Record excerpts:
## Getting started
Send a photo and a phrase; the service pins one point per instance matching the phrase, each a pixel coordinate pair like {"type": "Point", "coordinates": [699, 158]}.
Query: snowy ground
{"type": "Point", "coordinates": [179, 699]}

==

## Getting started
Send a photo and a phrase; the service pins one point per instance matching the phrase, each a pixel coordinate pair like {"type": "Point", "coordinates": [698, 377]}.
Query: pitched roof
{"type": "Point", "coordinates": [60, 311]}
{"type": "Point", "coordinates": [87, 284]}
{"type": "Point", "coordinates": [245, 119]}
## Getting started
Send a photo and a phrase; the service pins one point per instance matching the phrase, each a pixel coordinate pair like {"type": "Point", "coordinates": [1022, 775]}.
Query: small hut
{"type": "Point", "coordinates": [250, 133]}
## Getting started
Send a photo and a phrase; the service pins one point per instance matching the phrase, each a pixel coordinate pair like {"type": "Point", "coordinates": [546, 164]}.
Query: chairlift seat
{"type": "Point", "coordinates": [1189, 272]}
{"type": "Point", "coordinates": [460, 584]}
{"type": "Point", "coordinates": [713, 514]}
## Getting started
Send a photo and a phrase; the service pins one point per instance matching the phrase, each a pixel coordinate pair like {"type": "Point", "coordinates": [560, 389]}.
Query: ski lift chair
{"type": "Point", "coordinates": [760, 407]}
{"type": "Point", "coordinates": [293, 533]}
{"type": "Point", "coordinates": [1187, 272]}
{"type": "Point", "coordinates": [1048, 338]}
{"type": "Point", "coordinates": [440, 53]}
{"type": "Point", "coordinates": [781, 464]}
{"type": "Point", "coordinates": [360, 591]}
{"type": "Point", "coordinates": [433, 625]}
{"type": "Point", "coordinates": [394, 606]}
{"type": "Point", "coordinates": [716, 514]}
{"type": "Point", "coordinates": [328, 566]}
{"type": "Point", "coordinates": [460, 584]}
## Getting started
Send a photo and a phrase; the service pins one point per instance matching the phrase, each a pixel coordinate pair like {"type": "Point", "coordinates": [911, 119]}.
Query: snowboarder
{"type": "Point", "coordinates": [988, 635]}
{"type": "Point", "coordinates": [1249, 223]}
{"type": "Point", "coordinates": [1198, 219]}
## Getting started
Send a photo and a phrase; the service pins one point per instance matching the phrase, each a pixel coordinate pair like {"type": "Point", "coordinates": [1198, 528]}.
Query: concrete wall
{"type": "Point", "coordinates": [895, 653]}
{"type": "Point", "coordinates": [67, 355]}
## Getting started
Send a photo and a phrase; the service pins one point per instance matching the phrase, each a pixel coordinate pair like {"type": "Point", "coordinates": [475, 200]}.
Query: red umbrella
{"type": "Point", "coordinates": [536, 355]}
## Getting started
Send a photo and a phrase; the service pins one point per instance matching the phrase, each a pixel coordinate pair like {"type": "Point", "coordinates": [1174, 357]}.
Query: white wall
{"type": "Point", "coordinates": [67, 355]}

What is needed: Gather each line of the data above that contains the string "Query", copying every one in full.

Task result:
Query: snowy ground
Query: pitched roof
Query: small hut
Query: chairlift seat
Query: ski lift chair
Query: snowboarder
Query: concrete wall
Query: red umbrella
Query: white wall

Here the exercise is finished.